Rows from an object pointing dataset
-- -- --
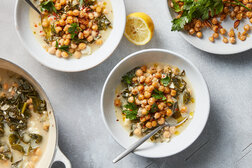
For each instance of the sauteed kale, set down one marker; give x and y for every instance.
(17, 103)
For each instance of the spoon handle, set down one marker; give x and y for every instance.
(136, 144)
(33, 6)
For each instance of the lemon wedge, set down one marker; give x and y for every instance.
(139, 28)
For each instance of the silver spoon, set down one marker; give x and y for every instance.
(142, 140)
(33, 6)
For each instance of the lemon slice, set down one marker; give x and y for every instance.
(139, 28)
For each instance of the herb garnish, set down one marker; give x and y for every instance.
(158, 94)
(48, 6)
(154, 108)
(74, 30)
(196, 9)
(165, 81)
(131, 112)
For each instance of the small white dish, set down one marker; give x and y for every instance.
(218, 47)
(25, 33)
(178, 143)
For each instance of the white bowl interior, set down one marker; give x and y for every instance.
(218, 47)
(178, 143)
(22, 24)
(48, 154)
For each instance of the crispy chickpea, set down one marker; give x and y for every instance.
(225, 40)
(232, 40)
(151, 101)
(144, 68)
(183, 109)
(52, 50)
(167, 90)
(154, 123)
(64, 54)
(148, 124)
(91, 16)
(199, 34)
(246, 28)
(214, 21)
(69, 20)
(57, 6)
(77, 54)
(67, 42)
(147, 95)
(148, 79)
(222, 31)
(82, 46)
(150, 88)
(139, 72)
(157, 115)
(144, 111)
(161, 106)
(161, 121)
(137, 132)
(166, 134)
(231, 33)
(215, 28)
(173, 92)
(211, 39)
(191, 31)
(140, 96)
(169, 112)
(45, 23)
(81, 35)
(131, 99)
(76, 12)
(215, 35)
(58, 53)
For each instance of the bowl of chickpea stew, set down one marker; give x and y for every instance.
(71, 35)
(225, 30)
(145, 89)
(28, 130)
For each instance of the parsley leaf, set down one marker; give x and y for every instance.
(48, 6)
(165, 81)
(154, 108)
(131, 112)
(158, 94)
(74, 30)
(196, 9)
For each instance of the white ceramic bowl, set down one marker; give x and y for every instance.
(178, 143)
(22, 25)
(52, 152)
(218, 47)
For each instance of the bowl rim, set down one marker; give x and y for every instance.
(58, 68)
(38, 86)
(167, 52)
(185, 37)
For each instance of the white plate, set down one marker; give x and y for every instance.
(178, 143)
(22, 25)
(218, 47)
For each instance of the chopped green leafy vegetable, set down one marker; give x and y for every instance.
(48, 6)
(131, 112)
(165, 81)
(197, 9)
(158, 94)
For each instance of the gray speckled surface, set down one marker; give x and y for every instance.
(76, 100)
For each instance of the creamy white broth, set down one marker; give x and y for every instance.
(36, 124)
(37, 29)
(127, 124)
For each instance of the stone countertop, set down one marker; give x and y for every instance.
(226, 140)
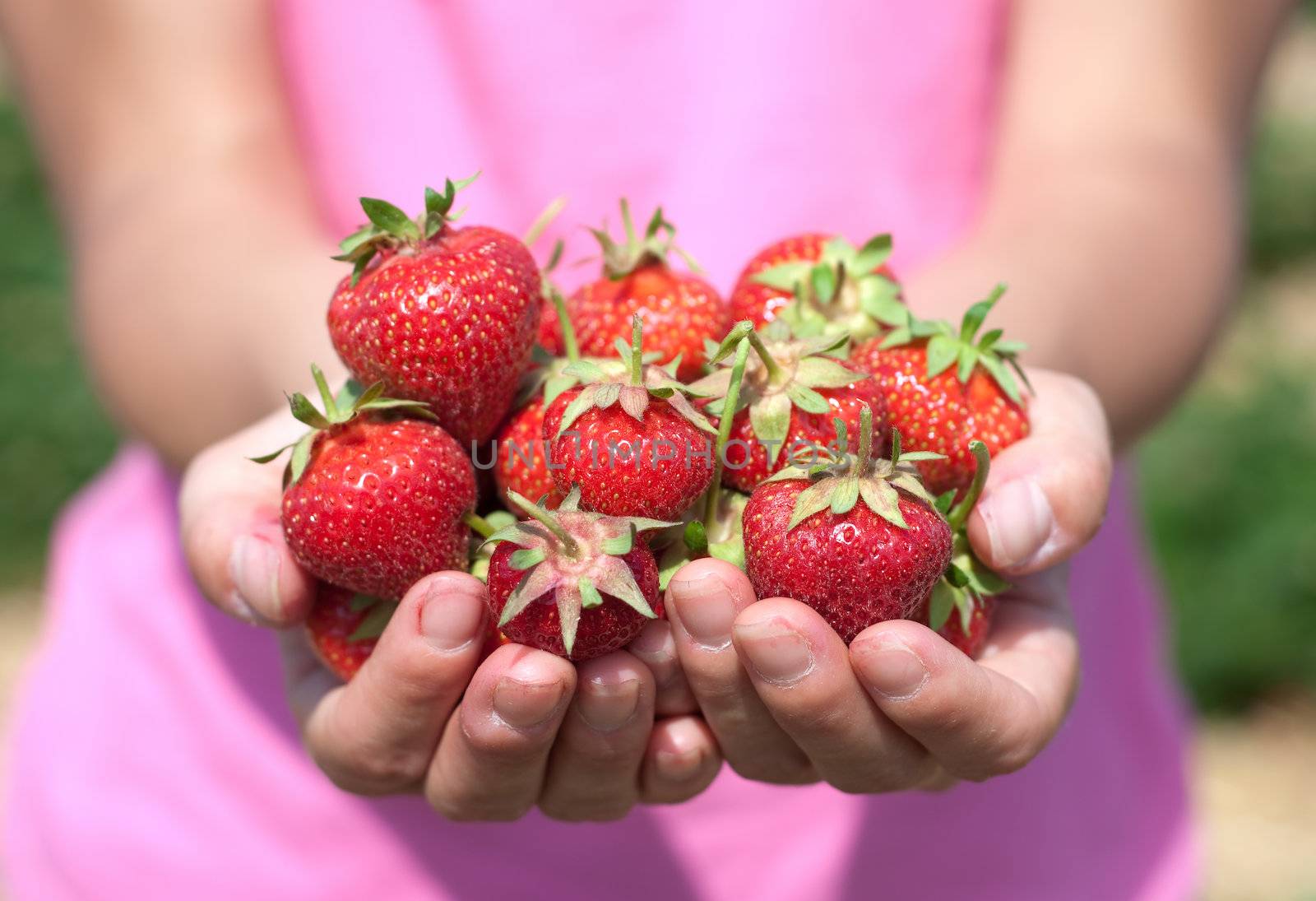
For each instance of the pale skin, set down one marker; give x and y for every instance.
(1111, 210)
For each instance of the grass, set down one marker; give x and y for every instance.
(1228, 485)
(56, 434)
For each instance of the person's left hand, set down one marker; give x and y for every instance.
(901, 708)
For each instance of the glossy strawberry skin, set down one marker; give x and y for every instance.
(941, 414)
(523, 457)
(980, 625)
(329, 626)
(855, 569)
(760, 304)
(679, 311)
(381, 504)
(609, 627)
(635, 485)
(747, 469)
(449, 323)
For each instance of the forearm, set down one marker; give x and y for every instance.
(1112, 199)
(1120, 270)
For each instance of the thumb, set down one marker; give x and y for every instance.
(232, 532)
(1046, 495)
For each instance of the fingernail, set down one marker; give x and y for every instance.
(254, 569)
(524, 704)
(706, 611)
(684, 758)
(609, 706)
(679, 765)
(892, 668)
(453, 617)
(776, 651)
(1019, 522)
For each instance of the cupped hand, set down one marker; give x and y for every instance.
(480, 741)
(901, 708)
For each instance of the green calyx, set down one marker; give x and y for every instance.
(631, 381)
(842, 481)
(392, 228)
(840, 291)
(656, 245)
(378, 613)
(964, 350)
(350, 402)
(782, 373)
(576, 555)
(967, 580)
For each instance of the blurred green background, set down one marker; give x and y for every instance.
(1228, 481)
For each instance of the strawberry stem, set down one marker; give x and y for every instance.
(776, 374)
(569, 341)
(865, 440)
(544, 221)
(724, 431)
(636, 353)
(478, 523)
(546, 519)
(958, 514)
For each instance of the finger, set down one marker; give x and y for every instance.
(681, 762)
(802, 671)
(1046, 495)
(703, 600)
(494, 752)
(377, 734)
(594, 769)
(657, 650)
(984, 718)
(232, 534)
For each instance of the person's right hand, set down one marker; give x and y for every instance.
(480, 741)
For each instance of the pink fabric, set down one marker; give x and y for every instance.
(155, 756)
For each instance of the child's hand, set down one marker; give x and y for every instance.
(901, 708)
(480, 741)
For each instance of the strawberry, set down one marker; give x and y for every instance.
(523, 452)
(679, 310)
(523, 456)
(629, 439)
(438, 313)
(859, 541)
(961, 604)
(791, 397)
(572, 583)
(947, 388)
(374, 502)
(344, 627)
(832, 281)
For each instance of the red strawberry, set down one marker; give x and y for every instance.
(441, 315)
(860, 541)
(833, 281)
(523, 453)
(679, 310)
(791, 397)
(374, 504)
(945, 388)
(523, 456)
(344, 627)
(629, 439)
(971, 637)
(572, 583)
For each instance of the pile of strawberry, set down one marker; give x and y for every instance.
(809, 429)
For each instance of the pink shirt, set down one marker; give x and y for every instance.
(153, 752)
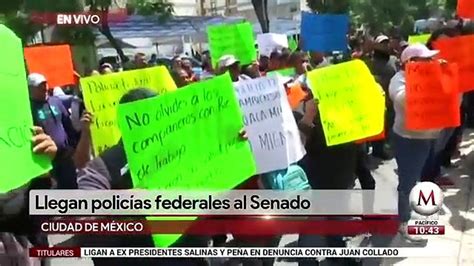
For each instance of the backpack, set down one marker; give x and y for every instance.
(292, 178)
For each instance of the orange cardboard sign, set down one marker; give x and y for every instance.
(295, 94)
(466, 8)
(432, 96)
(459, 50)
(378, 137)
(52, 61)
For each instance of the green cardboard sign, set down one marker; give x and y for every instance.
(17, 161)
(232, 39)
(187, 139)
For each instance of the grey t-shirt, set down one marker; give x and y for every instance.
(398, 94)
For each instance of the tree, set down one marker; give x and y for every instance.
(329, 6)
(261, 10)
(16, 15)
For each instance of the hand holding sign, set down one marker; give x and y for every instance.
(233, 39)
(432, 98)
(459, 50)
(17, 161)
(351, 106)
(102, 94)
-- -- --
## STATED GOAL
Turn the data into a JSON list of strings with one string for each line and no blank lines. Leave the pictures out of the list.

## WRITTEN SOLUTION
[
  "For each instance of the sauteed kale, set down one marker; give x and y for every instance.",
  "(17, 103)",
  "For each instance of the spoon handle, set down one marker; give x and y for every instance.",
  "(136, 144)",
  "(33, 6)",
  "For each instance of the lemon wedge, set down one marker; give x and y for every instance.",
  "(139, 28)",
  "For each instance of the silver spoon, set down one marker; give x and y for every instance.",
  "(142, 140)",
  "(33, 6)",
  "For each instance of the lemon slice, set down one marker; give x and y for every instance.",
  "(139, 28)",
  "For each instance of the herb garnish, set down one marker; give x and y for every instance.",
  "(158, 94)",
  "(48, 6)",
  "(154, 108)",
  "(74, 30)",
  "(196, 9)",
  "(165, 81)",
  "(131, 112)",
  "For each instance of the small white dish, set down one marker; give x and y for every instance.",
  "(218, 47)",
  "(25, 33)",
  "(178, 143)",
  "For each instance of the white bowl interior, set down one marker; give x and y for every instance.",
  "(218, 47)",
  "(178, 143)",
  "(22, 24)",
  "(48, 154)",
  "For each instance of the crispy chickpea, set down one marker; give x and y for every instance.",
  "(225, 40)",
  "(232, 40)",
  "(151, 101)",
  "(144, 68)",
  "(183, 109)",
  "(52, 50)",
  "(167, 90)",
  "(154, 123)",
  "(64, 54)",
  "(148, 124)",
  "(91, 16)",
  "(199, 34)",
  "(246, 28)",
  "(214, 21)",
  "(69, 20)",
  "(57, 6)",
  "(77, 54)",
  "(67, 42)",
  "(147, 95)",
  "(148, 79)",
  "(222, 31)",
  "(82, 46)",
  "(150, 88)",
  "(139, 72)",
  "(157, 115)",
  "(144, 111)",
  "(161, 106)",
  "(161, 121)",
  "(137, 132)",
  "(166, 134)",
  "(231, 33)",
  "(215, 28)",
  "(173, 92)",
  "(211, 39)",
  "(191, 31)",
  "(140, 96)",
  "(169, 112)",
  "(45, 23)",
  "(81, 35)",
  "(131, 99)",
  "(76, 12)",
  "(215, 35)",
  "(58, 53)",
  "For each instance of the bowl of chickpea stew, set down one marker; give x and y for every instance.",
  "(71, 35)",
  "(225, 30)",
  "(145, 89)",
  "(28, 130)",
  "For each instance of the parsley leaf, set down one marker; give x and y for every instance.",
  "(48, 6)",
  "(165, 81)",
  "(154, 108)",
  "(131, 112)",
  "(158, 94)",
  "(74, 30)",
  "(196, 9)",
  "For each instance of the white ceramic bowl, set down one marker; give x and y for every instance.",
  "(178, 143)",
  "(22, 25)",
  "(52, 152)",
  "(218, 47)",
  "For each instance of the bowl rim, set down one marker; give x and y for every instance.",
  "(58, 68)",
  "(38, 86)",
  "(167, 52)",
  "(185, 37)",
  "For each instance of the white plate, set down one marker; give x and y for every instance.",
  "(178, 143)",
  "(22, 25)",
  "(218, 47)",
  "For each instance of the chopped green leafy vegetable, set down one marker; give x and y for every instance.",
  "(48, 6)",
  "(131, 112)",
  "(165, 81)",
  "(197, 9)",
  "(158, 94)",
  "For each instance of the gray speckled surface, set down one marker; give x and y for every instance.",
  "(76, 100)",
  "For each instance of the creamy white broth, set down one marker; give x and y for every instance.",
  "(36, 124)",
  "(37, 29)",
  "(127, 124)",
  "For each instance of the stone countertop, set down one marker; give x and y for every instance.",
  "(226, 140)",
  "For each instance of the pale skin, set down one marker; give x and y for every instance.",
  "(1111, 210)",
  "For each instance of the grass, set down one marker; give x and y for every instance.",
  "(1228, 485)",
  "(56, 434)",
  "For each instance of the person's left hand, set down one marker; give x and y for every instance.",
  "(901, 708)",
  "For each instance of the glossy strawberry skin, set down one marker; give x and y for every instance.",
  "(941, 414)",
  "(523, 457)",
  "(980, 625)",
  "(329, 626)",
  "(855, 569)",
  "(760, 304)",
  "(679, 311)",
  "(381, 504)",
  "(609, 627)",
  "(635, 485)",
  "(747, 469)",
  "(449, 323)",
  "For each instance of the forearm, set down one marker; give x and y for every instance.",
  "(1112, 199)",
  "(1120, 270)",
  "For each instance of the thumb, set down one marker; give x and y for every instance.",
  "(232, 532)",
  "(1046, 495)",
  "For each instance of the fingernail, set down one marker; give x and y for every instance.",
  "(254, 569)",
  "(524, 704)",
  "(706, 611)",
  "(684, 758)",
  "(609, 706)",
  "(679, 765)",
  "(892, 668)",
  "(453, 617)",
  "(776, 651)",
  "(1019, 522)",
  "For each instance of the cupped hand, set down one marker; give x and y for every instance.",
  "(480, 741)",
  "(901, 708)",
  "For each instance of the green calyx, set down one marker; give x and y for every instance.",
  "(631, 381)",
  "(842, 481)",
  "(392, 228)",
  "(840, 291)",
  "(656, 245)",
  "(378, 613)",
  "(964, 350)",
  "(350, 402)",
  "(782, 373)",
  "(576, 555)",
  "(967, 580)",
  "For each instance of the blurred green background, set down one marker; give x and y for every instance.",
  "(1228, 481)",
  "For each instance of the strawberry stem, set down one marker; give x and y for every instance.",
  "(776, 374)",
  "(569, 341)",
  "(865, 440)",
  "(544, 221)",
  "(724, 431)",
  "(636, 353)",
  "(478, 523)",
  "(546, 519)",
  "(958, 514)",
  "For each instance of the finger, set down one marker; give x and y for every instance.",
  "(681, 762)",
  "(802, 671)",
  "(1046, 495)",
  "(703, 600)",
  "(494, 752)",
  "(377, 734)",
  "(594, 769)",
  "(657, 650)",
  "(984, 718)",
  "(232, 534)",
  "For each instance of the person's right hand, set down one marker; give x and y for every instance.",
  "(480, 741)",
  "For each instance of the pink fabric, set down one marker; give x and y for every instance.",
  "(155, 756)",
  "For each instance of the child's hand, set down one marker; give x and y for every instance.",
  "(901, 708)",
  "(480, 741)",
  "For each instance of the strawberry, set down one marker; give x and y for every instance.",
  "(523, 452)",
  "(679, 310)",
  "(523, 456)",
  "(629, 439)",
  "(438, 313)",
  "(859, 541)",
  "(961, 604)",
  "(791, 397)",
  "(572, 583)",
  "(947, 388)",
  "(374, 502)",
  "(344, 627)",
  "(832, 281)",
  "For each instance of the red strawberry, set down one marker; give x and y for every instance.",
  "(441, 315)",
  "(860, 541)",
  "(833, 281)",
  "(523, 453)",
  "(679, 310)",
  "(791, 397)",
  "(374, 504)",
  "(945, 388)",
  "(523, 456)",
  "(344, 627)",
  "(629, 439)",
  "(971, 637)",
  "(572, 583)",
  "For each instance of the pile of strawberry, set down one marker; give x and y for every instance.",
  "(809, 429)",
  "For each instance of the pink shirt, set down one marker; give x and y for every instance.",
  "(153, 752)",
  "For each instance of the backpack, set down one marker; give x and y for every instance.",
  "(292, 178)",
  "For each instance of the orange cardboard sign, set down one marker; give x and y for every instance.",
  "(295, 94)",
  "(466, 8)",
  "(432, 96)",
  "(459, 50)",
  "(378, 137)",
  "(52, 61)",
  "For each instance of the green cardboard sign, set down one marker; give x and y for every instance.",
  "(17, 161)",
  "(232, 39)",
  "(187, 139)",
  "For each instance of the grey t-shirt, set down one marker; give x and y for every instance.",
  "(398, 94)",
  "For each instance of the tree, set down one marker; give x and y for every instance.",
  "(329, 6)",
  "(261, 10)",
  "(16, 15)",
  "For each instance of the hand holding sign, set down one marker; give x and y for every instance.",
  "(233, 39)",
  "(432, 98)",
  "(459, 50)",
  "(17, 161)",
  "(351, 106)",
  "(102, 94)"
]